(Tarea asignada A)
Reescale el tramo del listado que comienza en su inicio y termina en la línea que contiene "left=95, top=57, right=118, bottom=74", con ambos extremos incluidos. Reproduzca todas esas líneas y multiplique por 1,65 únicamente las coordenadas de las respuestas, redondeando a números enteros con las mitades hacia arriba.

Entre las muchas consecuencias del fraude científico está la posibilidad de romper lo que David Guston (1994) llamó el contrato social de la ciencia. Dicho contrato, en términos muy básicos, sostiene que

el gobierno federal provee fondos para investigación básica en la academia y acuerda no interferir con el proceso de decisión científico, a cambio de beneficios tecnológicos no especificados que pudieran, en definitiva, fluir de esa investigación. (Guston, 1994: 215)

Así, observamos que una especie de contraparte de la ignorancia científica de los políticos es la actitud, común en ciencia, de profetizar más allá de cualquier evidencia científica disponible y de poner en duda el pacto entre ciencia y política a partir de comportamiento fraudulento. La idea de posverdad, en algún sentido, pretende mostrar este complejo fenómeno de tomadores de decisiones que no suelen guiarse por el conocimiento científico disponible y científicos que se entrometen en la arena pública como un actor más, a disputar significados y a condicionar políticas públicas. Y es esto lo que, a manera de debate, analizaremos a continuación con relación al campo de los estudios sociales de la ciencia.

Posverdad en el campo CTS

Recientemente, tanto en la prensa como en los medios académicos, Steve Fuller expresó una posición que, aunque controversial, posiblemente sea compartida por numerosos académicos en el campo. Afirmó que, después de Kuhn, los estudios de la ciencia habían relegado a la verdad hacia un lugar residual que se correspondía con una politización -probablemente exagerada- de la ciencia.

Lo que hace el relato de Kuhn de la ciencia “post-verdad” es que la verdad ya no es el árbitro del poder legítimo sino más bien la máscara de legitimidad usada por todos los que buscan el poder. La verdad es sólo un recurso más -aunque quizás el más importante- en un juego de poder sin fin. En este sentido, la ciencia difiere de la política sólo en que las máscaras de sus jugadores rara vez caen. (Fuller, 2016a)

(Tarea asignada B)
Enumere todas las personas mencionadas por su nombre en el texto sobre la posverdad.

(Datos del ejercicio)

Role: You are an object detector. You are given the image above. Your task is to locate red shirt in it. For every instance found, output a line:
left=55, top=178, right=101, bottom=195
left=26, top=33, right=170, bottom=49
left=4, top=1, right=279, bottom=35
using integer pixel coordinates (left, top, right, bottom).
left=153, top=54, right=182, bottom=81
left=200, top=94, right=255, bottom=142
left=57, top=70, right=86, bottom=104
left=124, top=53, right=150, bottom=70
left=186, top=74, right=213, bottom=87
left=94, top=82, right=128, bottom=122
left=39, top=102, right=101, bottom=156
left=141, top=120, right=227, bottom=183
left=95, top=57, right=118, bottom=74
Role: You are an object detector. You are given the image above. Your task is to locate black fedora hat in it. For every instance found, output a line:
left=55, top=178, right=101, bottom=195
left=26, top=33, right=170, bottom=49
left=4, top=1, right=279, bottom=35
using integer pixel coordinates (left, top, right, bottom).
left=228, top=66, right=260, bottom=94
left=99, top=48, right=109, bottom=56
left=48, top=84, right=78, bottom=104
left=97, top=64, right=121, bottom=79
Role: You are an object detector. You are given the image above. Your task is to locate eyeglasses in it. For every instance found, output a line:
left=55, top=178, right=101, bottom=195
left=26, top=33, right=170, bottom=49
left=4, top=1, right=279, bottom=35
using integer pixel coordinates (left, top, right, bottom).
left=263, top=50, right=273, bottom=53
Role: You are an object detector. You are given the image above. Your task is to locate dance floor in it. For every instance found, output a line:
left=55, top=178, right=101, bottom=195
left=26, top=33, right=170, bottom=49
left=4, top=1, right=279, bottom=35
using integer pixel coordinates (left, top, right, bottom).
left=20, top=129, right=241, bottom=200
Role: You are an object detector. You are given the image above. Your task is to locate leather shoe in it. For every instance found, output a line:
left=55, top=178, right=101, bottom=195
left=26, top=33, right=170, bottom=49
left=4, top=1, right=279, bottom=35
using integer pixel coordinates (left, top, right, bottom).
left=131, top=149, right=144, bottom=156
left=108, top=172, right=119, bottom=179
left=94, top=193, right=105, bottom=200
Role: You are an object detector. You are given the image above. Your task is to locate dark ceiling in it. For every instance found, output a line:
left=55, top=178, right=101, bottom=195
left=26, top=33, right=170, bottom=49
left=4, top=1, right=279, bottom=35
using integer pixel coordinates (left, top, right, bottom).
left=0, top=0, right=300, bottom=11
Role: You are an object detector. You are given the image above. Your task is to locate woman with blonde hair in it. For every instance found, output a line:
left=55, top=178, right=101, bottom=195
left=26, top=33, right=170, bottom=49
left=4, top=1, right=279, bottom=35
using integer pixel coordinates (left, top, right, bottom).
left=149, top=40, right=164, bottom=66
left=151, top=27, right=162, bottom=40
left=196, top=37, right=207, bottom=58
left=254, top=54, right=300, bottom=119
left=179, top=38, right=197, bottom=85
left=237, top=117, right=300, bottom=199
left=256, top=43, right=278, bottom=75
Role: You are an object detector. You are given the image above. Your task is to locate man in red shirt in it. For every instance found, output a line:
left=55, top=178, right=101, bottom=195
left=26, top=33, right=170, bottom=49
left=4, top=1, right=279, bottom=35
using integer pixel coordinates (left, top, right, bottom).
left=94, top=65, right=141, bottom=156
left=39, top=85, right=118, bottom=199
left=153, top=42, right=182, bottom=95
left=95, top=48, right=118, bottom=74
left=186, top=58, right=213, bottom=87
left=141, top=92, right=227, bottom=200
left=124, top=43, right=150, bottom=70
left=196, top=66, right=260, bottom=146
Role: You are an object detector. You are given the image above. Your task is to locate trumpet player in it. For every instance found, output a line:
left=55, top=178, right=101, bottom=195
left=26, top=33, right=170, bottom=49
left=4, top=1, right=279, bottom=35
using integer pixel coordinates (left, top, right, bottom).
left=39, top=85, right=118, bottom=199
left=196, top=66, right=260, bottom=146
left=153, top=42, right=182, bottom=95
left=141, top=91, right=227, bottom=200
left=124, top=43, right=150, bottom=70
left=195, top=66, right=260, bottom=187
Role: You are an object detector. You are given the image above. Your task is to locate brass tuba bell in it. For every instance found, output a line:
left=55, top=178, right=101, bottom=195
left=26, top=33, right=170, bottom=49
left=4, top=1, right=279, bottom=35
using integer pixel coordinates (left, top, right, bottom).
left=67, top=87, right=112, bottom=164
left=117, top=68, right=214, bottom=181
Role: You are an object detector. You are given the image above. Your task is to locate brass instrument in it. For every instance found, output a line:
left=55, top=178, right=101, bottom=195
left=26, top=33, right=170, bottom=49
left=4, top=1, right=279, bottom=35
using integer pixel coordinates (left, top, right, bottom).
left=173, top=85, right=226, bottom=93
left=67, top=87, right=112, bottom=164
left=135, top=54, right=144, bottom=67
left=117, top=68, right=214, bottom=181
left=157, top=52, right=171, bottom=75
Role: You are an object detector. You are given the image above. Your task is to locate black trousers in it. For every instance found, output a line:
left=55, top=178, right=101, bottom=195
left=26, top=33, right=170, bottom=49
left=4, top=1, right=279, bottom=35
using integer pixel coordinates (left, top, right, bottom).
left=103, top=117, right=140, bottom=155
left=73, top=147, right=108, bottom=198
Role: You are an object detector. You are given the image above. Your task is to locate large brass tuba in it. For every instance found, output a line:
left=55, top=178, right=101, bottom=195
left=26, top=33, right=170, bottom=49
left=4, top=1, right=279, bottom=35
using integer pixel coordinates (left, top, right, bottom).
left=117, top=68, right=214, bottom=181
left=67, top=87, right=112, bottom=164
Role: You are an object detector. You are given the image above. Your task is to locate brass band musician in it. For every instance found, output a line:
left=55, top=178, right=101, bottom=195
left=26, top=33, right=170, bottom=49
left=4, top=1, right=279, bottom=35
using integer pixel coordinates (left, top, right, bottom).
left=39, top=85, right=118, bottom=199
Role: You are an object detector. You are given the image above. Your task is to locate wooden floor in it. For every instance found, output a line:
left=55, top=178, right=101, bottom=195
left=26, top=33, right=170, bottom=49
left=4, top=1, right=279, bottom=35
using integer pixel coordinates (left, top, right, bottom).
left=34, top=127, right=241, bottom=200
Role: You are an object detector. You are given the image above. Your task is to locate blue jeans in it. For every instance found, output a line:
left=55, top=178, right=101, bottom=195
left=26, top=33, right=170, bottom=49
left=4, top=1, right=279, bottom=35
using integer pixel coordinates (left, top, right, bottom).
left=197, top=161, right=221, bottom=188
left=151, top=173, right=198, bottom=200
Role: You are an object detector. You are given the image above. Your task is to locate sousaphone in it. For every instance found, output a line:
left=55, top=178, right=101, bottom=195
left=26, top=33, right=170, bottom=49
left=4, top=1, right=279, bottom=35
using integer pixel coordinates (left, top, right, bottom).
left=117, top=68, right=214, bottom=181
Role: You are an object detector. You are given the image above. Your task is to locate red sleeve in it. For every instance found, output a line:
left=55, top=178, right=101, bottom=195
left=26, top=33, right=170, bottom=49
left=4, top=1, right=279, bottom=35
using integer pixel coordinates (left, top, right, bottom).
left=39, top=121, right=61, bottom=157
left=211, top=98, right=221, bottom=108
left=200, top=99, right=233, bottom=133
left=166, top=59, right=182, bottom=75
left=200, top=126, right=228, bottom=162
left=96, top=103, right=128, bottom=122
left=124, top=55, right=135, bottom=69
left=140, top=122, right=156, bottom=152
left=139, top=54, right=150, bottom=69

(Resultado de la tarea A)
Role: You are an object detector. You are given the image above. Your task is to locate red shirt in it. For every instance found, output a line:
left=55, top=178, right=101, bottom=195
left=26, top=33, right=170, bottom=49
left=4, top=1, right=279, bottom=35
using integer pixel coordinates (left, top, right, bottom).
left=252, top=89, right=300, bottom=134
left=330, top=155, right=421, bottom=234
left=94, top=116, right=142, bottom=172
left=205, top=87, right=248, bottom=116
left=307, top=122, right=351, bottom=144
left=155, top=135, right=211, bottom=201
left=64, top=168, right=167, bottom=257
left=233, top=198, right=375, bottom=302
left=157, top=94, right=195, bottom=122

(Resultado de la tarea B)
- David Guston
- Steve Fuller
- Kuhn